## Exercise instructions
Determine the count of lines in the following entries that contain the string "outline". Write only the number.

• • • • •

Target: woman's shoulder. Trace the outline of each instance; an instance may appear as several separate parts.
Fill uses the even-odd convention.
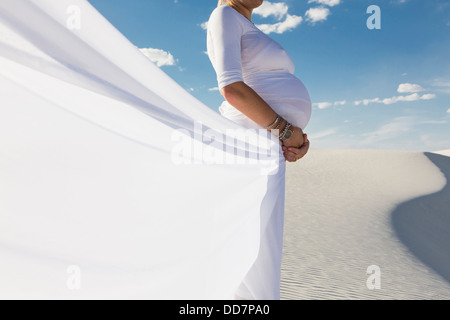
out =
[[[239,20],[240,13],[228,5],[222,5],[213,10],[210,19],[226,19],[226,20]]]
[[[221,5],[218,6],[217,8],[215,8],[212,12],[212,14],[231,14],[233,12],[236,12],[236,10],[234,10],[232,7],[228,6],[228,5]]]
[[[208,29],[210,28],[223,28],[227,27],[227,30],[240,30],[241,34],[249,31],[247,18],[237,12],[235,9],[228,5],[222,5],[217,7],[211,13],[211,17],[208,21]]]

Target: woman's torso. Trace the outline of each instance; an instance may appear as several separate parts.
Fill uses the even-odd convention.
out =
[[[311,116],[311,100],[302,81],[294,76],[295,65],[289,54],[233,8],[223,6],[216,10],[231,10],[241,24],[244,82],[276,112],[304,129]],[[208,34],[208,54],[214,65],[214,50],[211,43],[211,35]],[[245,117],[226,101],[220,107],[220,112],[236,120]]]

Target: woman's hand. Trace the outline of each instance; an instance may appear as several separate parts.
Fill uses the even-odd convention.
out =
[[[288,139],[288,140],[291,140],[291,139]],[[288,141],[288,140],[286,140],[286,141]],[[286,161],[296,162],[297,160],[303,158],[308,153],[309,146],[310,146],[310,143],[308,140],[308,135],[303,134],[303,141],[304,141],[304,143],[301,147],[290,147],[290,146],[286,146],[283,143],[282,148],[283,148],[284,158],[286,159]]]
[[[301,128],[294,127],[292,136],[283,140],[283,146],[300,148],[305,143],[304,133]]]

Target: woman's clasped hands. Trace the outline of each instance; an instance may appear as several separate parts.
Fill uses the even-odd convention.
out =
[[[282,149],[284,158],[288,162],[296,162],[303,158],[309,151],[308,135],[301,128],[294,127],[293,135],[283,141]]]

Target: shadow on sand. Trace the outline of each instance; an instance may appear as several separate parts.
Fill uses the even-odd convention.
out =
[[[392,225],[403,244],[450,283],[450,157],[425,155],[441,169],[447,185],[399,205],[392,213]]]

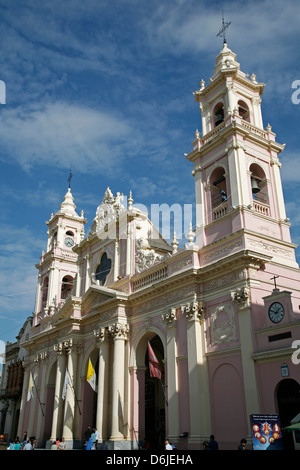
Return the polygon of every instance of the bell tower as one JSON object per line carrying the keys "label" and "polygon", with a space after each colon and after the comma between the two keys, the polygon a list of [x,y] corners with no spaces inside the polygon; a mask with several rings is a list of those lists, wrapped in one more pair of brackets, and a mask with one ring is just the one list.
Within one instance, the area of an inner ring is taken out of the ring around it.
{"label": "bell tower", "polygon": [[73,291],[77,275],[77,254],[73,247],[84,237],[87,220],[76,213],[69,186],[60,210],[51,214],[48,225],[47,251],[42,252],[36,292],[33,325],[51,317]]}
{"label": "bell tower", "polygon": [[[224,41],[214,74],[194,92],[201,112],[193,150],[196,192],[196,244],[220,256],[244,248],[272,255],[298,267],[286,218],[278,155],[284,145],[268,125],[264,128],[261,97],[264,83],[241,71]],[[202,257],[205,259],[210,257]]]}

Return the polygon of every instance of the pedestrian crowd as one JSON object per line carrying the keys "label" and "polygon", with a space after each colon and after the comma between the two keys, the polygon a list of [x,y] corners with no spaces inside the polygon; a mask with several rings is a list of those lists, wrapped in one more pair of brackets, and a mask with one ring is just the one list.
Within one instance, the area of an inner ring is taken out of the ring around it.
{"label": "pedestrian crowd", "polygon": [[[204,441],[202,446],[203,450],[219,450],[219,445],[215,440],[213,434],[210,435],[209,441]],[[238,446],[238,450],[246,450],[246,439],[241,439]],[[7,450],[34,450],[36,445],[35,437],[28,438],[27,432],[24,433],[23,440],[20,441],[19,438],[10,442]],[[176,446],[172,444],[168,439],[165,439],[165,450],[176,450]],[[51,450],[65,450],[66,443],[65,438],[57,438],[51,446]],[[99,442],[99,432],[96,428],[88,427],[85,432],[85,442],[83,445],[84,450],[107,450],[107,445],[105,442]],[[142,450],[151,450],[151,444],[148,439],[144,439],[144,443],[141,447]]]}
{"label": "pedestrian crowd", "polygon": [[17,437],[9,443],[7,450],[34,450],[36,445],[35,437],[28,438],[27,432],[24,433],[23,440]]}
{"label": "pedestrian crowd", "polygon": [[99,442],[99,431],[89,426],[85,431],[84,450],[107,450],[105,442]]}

• • • • •

## Output of the task
5